Records taken from a dataset:
* * * * * * * * *

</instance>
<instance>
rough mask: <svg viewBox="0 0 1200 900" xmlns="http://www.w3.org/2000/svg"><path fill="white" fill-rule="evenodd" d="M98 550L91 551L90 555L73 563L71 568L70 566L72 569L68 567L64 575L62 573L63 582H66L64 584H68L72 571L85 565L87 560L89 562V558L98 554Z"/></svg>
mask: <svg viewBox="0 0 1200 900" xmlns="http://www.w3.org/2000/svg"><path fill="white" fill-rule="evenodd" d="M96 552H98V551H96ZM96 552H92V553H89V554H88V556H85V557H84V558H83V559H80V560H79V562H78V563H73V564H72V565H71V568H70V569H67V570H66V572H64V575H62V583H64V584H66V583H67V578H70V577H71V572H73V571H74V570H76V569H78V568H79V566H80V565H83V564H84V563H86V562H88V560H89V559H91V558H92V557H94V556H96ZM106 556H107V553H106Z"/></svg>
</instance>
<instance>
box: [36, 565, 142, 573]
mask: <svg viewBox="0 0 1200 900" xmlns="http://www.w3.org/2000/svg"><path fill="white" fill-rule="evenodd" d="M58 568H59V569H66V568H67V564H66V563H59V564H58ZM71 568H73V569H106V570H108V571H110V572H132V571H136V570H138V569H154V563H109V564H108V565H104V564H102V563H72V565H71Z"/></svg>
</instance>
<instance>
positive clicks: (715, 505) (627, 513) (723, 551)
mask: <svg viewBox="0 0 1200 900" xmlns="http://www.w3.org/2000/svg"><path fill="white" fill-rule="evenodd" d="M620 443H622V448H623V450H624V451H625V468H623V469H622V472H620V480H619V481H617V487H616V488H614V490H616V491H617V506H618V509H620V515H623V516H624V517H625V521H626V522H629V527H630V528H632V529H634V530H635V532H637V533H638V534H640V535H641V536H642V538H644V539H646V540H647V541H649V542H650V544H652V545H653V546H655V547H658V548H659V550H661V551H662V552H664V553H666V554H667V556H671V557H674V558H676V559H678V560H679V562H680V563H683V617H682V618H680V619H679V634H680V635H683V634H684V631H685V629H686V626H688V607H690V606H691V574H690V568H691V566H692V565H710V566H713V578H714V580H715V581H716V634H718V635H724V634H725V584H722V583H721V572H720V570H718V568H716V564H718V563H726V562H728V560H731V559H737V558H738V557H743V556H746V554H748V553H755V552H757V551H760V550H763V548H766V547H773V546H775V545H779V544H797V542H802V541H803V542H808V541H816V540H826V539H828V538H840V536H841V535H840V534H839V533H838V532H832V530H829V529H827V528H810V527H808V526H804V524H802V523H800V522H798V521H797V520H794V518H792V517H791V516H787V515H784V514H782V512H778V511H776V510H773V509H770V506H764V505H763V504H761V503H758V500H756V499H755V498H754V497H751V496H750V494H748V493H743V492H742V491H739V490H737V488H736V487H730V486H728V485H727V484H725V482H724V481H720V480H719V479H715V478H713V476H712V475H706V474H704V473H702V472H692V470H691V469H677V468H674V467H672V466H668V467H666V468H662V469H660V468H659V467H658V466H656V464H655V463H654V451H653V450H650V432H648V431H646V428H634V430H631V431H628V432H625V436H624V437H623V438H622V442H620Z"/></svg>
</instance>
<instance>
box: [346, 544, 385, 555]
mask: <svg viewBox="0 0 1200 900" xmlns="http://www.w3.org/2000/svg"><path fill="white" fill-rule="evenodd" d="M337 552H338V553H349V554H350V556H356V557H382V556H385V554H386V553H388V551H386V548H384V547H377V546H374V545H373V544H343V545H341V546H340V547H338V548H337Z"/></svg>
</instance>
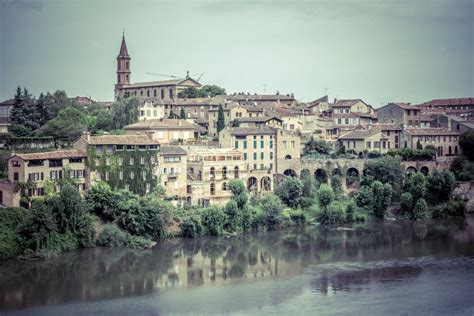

* * * * * * * * *

**YOUR TASK**. Can you print the records from their first line through the line containing "rough mask: <svg", inclusive, reproducing each line unchanged?

**YOUR RESPONSE**.
</instance>
<instance>
rough mask: <svg viewBox="0 0 1200 900" xmlns="http://www.w3.org/2000/svg"><path fill="white" fill-rule="evenodd" d="M98 550L91 551L90 555L73 563L71 568L70 566L72 569L68 567L64 575L62 573L63 582H66L64 584H68L72 571L85 565L87 560L89 562V558L98 554Z"/></svg>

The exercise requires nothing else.